# start of PROVIDED DATA

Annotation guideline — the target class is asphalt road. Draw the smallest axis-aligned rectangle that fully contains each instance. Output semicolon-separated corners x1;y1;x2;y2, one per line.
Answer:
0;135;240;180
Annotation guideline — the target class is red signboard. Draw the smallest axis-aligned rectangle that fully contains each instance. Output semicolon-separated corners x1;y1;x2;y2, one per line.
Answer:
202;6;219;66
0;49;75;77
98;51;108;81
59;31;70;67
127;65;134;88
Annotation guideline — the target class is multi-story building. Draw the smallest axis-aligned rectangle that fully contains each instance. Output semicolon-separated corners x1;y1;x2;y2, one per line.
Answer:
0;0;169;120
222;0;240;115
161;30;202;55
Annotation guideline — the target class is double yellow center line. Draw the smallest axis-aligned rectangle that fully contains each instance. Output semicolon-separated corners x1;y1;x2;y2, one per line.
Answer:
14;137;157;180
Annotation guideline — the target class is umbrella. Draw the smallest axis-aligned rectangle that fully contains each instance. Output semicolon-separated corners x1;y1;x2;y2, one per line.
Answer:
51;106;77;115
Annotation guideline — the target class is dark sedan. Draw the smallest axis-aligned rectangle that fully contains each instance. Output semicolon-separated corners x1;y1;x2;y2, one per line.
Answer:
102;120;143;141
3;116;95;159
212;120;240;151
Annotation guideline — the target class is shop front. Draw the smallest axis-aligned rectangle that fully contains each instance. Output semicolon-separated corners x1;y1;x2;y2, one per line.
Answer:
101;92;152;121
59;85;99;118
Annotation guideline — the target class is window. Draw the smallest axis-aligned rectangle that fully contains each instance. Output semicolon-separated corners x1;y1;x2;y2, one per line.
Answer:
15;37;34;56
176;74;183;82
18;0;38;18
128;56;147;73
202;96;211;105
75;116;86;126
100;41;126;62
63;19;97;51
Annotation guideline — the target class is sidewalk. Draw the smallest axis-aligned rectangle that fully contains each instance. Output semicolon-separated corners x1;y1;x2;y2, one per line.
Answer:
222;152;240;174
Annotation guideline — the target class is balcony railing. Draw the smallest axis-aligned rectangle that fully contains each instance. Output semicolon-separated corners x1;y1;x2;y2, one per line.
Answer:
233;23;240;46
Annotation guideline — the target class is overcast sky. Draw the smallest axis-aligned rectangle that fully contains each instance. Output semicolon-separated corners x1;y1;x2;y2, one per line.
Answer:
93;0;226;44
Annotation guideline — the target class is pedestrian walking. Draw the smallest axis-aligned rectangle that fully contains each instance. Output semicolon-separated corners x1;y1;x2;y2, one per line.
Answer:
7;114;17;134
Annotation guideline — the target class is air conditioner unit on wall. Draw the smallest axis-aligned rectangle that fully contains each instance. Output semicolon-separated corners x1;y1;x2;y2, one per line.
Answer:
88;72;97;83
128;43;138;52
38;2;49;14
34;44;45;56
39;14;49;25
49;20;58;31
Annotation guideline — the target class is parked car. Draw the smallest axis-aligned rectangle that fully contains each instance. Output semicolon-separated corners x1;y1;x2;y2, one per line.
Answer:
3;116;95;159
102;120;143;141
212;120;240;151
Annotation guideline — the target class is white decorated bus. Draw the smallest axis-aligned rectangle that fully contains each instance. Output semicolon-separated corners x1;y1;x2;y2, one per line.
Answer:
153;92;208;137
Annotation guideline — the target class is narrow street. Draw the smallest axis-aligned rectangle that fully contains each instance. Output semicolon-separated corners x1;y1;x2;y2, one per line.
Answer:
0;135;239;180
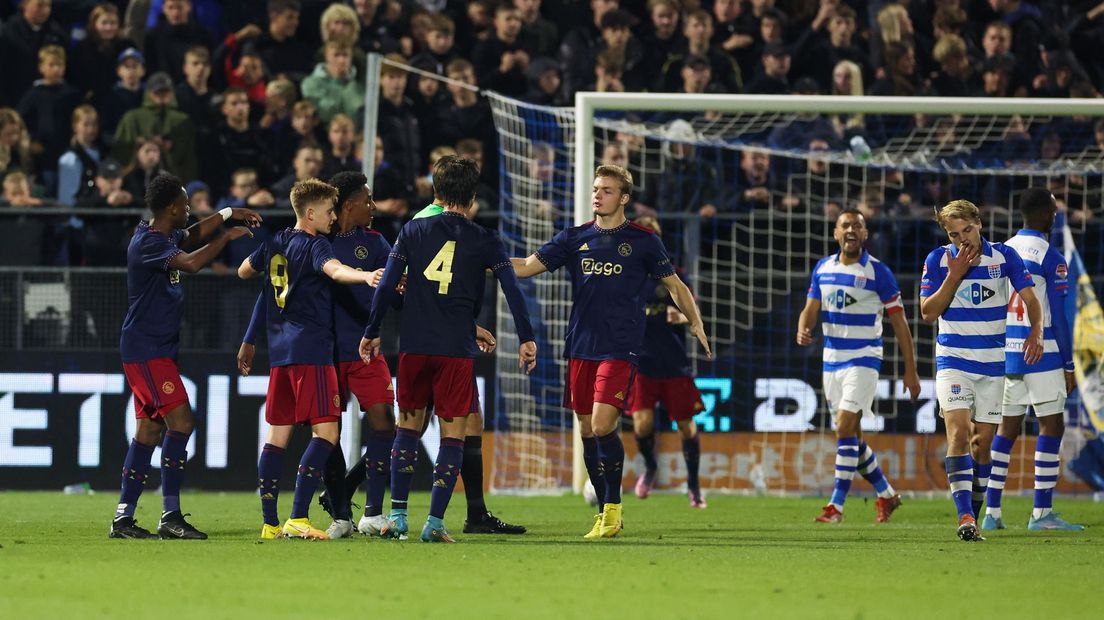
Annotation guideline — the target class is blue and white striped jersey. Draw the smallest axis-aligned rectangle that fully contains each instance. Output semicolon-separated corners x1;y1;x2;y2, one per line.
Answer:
1005;229;1073;375
920;238;1034;376
808;250;904;373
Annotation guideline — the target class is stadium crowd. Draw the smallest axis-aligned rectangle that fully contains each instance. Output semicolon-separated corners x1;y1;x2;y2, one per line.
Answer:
0;0;1104;266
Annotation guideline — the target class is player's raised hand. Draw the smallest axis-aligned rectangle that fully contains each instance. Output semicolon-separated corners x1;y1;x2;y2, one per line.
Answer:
690;321;713;360
518;340;537;375
226;226;253;240
1023;330;1043;365
230;206;265;228
360;338;380;364
901;371;920;405
947;245;980;280
237;342;257;376
476;325;498;353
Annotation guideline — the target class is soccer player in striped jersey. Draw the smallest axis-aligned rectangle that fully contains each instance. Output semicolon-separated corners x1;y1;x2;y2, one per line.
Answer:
237;179;376;539
797;209;920;523
981;188;1084;531
360;156;537;543
628;216;707;509
108;174;261;539
513;165;712;539
920;200;1043;541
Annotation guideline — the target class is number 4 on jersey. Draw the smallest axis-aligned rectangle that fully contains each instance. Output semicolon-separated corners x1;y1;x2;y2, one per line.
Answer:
422;242;456;295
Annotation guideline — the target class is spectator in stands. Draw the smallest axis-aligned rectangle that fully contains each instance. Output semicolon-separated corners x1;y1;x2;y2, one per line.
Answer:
57;104;106;206
352;0;402;54
411;13;457;75
184;181;214;215
208;86;267;196
471;3;530;97
221;0;314;86
269;143;322;212
19;45;81;182
932;34;980;97
123;138;164;196
560;0;619;100
378;56;423;194
291;99;323;150
0;108;34;177
3;170;42;207
989;0;1043;90
67;2;135;105
522;57;566;106
435;60;498;186
112;71;197;179
639;0;680;79
301;41;364;122
142;0;212;82
0;0;68;106
322;114;361;179
713;0;758;82
512;0;560;60
320;3;368;78
76;157;135;209
869;43;919;97
96;47;146;139
174;45;219;129
981;55;1013;97
744;43;790;95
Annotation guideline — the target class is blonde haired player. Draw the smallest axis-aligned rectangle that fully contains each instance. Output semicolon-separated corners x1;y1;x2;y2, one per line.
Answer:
920;200;1043;541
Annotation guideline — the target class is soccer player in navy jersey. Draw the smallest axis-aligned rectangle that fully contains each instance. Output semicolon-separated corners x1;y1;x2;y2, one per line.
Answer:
981;188;1085;532
237;179;374;539
513;165;712;539
796;209;920;523
360;156;537;543
628;216;705;509
920;200;1043;541
109;174;261;539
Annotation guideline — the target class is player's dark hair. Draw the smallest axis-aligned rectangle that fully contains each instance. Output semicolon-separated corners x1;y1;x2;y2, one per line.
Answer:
330;170;368;213
1020;188;1054;223
291;179;338;217
836;206;867;224
433;156;479;207
146;172;184;215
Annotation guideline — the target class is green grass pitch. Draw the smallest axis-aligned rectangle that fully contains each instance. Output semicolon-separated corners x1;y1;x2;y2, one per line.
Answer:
0;492;1104;620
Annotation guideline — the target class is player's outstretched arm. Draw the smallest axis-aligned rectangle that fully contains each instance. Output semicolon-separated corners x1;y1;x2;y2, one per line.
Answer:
169;226;253;274
890;310;920;403
796;297;820;346
662;274;713;360
237;289;268;376
510;254;548;278
322;258;380;286
180;206;264;252
920;246;981;323
1018;287;1043;364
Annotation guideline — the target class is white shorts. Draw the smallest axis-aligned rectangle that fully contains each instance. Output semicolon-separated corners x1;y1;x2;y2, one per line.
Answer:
1005;368;1065;418
824;366;878;416
935;368;1005;424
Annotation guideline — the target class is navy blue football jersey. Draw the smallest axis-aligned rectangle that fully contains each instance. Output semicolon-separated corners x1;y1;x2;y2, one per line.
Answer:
119;222;188;363
364;211;533;357
332;228;391;362
640;269;693;378
250;228;336;367
537;222;675;363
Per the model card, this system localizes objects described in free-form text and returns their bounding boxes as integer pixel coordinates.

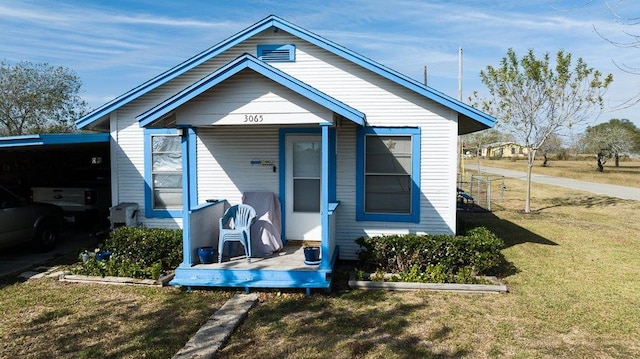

# end of PROVIDED DATA

■ EXERCISE OBJECTIVE ■
Report each line of the listing that contains the string "soccer". The match is case-sensitive, so uppercase and lowercase letters count as different.

■ RESPONSE ■
Annotation guideline — the target class is soccer player in striped jersey. Draw the smallest axis-aligned rectangle that fully contains each instance. Output semicolon-separated corners x1;y1;x2;y2, one per line.
Annotation guideline — the target class is soccer player in navy jersey. Draw the smallest axis-aligned rectangle that fully contains each instance. Output semicolon-separated corners x1;y1;x2;y2, one per line.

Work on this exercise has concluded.